#### PAGE EXTRACT:
---
There have been huge developments in reduction of mental health stigma over the past few decades, for reasons including our greater scientific understanding of it, but also through movements and projects which aim to destigmatise, along with the rise of open discussions via blogs, forums and the social media. Therefore, the generation gap is a contributing factor for the lack of support from medical schools. The current generation of students now are fighting to drop the ‘stiff upper lip’ mentality, which many people in the above generation (including senior medical teachers and consultants) have grown up with. Leaders of medical schools must have a comprehensive understanding of the demands of students today and realise that it is unacceptable to expect anyone to ‘grin and bear’ mental pain, just as it is unacceptable not to administer analgesics to those who need it. The openness of discussion amongst our generation and its contrasts to how mental health problems have previously been perceived can really become a cause of friction and slow down the process by which a student is receiving the proper support required.
---
#### TASK 1:
According to the passage on mental health stigma, why is the generation gap a contributing factor in the lack of support from medical schools?
#### TASK 2:
Answer from the passage on mental health stigma:
(a) What mentality is the current generation of students fighting to drop?
(b) Which members of the older generation does the passage name?
(c) To what does the passage compare expecting someone to "grin and bear" mental pain?
#### TASK 3:
List every factor the passage on mental health stigma gives for the reduction of that stigma over the past few decades.
The records that come next are separate material, unrelated to this passage on mental health stigma.
---
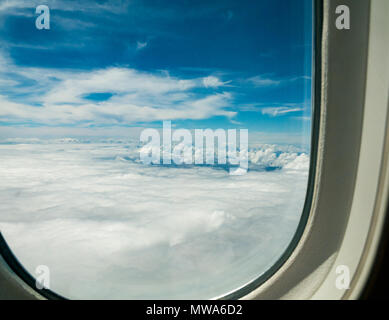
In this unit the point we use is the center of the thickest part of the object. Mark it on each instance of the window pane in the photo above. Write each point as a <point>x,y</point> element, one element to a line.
<point>110,183</point>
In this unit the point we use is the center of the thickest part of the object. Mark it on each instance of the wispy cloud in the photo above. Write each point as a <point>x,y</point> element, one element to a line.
<point>280,111</point>
<point>55,97</point>
<point>268,81</point>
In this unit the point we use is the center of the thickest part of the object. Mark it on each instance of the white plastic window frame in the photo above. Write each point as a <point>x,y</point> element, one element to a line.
<point>351,175</point>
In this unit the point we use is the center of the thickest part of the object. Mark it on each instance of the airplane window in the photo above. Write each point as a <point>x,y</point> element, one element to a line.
<point>153,149</point>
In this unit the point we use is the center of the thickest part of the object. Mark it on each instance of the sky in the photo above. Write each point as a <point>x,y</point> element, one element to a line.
<point>109,226</point>
<point>119,64</point>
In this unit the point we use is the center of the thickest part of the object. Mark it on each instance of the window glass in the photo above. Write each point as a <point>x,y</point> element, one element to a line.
<point>153,149</point>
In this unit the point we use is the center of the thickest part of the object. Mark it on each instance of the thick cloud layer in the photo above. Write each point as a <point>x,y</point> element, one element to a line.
<point>109,227</point>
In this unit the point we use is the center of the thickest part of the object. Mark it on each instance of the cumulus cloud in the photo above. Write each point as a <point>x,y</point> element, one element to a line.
<point>109,227</point>
<point>55,97</point>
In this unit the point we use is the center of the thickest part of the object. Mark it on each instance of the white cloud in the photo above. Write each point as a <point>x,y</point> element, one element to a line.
---
#### WRITTEN RESPONSE 1:
Mental health stigma has fallen greatly over the past few decades, and today's students are fighting to drop the "stiff upper lip" mentality. Many in the older generation, including senior medical teachers and consultants, grew up with that mentality.

#### WRITTEN RESPONSE 2:
(a) The "stiff upper lip" mentality.
(b) Senior medical teachers and consultants.
(c) Not giving analgesics to those who need them.

#### WRITTEN RESPONSE 3:
- Greater scientific understanding of mental health
- Movements and projects that aim to destigmatize
- The rise of open discussions via blogs, forums and social media